- **WHAT YOU SHOULD DO**
Convert the material below into a two-column CSV with the header columns audit_check and bounding_boxes. Give one row for each audit check, with its text and its answer each in a single quoted field and any line breaks replaced by spaces. Cover all the material and leave the pictures out.

- **DATA LINES**
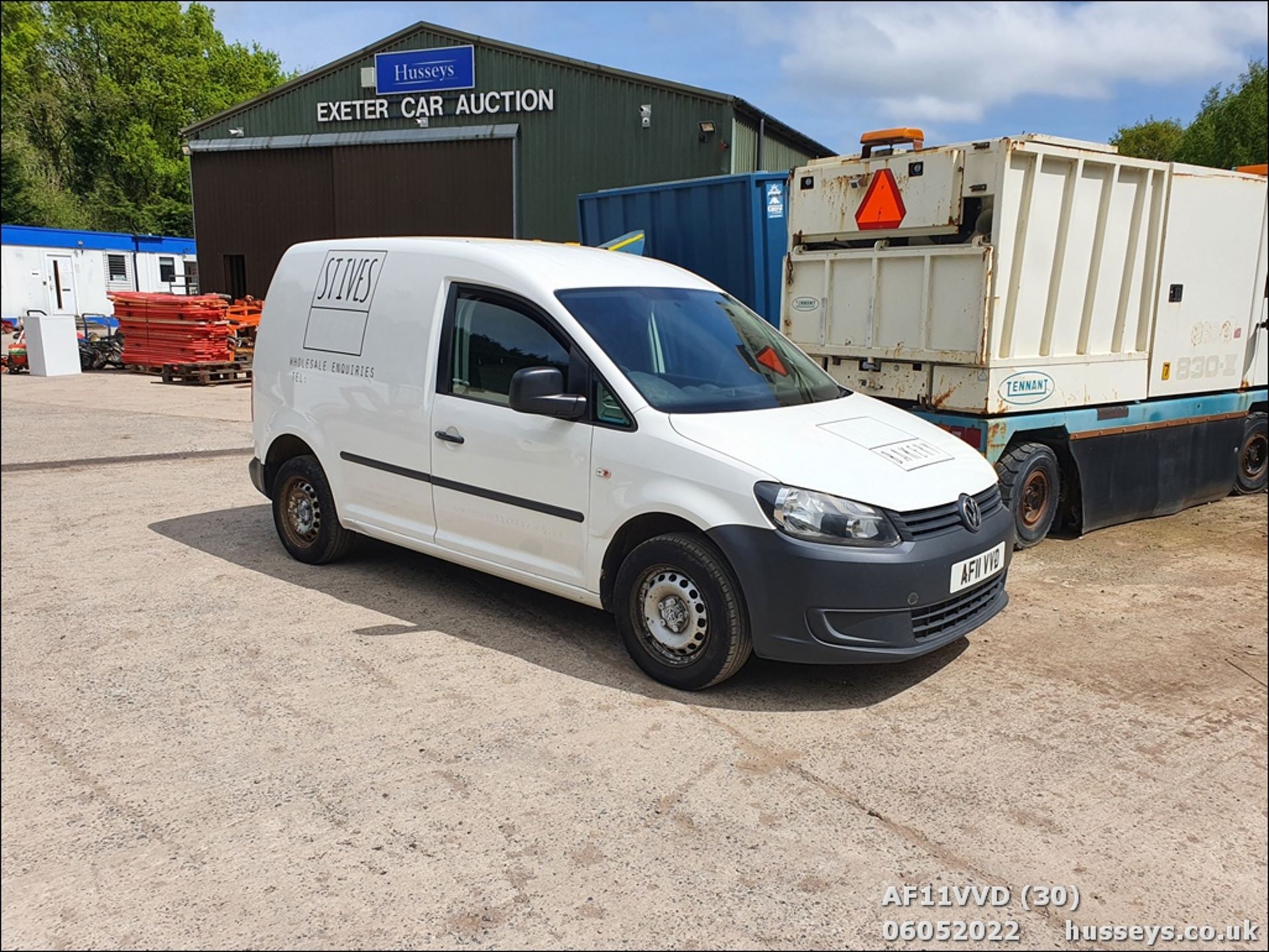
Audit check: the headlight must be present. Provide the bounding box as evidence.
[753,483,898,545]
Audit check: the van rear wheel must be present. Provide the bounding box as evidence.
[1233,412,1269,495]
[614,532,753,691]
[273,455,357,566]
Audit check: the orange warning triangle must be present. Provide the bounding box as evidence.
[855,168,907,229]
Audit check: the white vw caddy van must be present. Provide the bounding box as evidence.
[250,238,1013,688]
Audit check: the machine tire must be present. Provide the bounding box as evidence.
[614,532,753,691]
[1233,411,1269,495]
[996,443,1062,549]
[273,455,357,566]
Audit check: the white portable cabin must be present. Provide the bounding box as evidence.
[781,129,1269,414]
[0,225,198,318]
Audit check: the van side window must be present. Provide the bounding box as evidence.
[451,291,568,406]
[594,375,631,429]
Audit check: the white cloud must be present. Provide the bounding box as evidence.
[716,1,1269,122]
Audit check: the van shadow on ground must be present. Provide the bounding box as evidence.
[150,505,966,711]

- **REPLY TO THE EXERCISE**
audit_check,bounding_boxes
"Audit check: the headlight must be present. Provide the bounding box as evidence.","[753,483,898,545]"
"Audit check: the van rear wheel must be present. Provide the bounding box as evidence.","[1233,412,1269,495] [614,532,753,691] [273,455,357,566]"
"Audit check: the orange warning triangle must be present. Provide the bounding box as evidence.","[855,168,907,229]"
"Audit check: the white vw caddy van must be present. Provide the bounding box as evidence.","[250,238,1013,688]"
"Audit check: the machine tire must be present. Provide the bounding box as evidence.","[614,532,753,691] [1233,411,1269,495] [996,443,1062,549] [273,455,357,566]"
"Audit check: the white portable cabin must be present. Provide the bounding box as evidence.","[781,129,1269,414] [0,225,198,318]"
"Audit check: the van side window must be present. Provide the bounding box as evidence.","[451,291,568,406] [594,375,631,429]"
"Audit check: the white cloud must be present. Provide the bounding box as evidence.","[716,1,1269,122]"
"Audit check: the van shadow on ground must be present. Provide the bounding box as evidence.","[150,505,966,711]"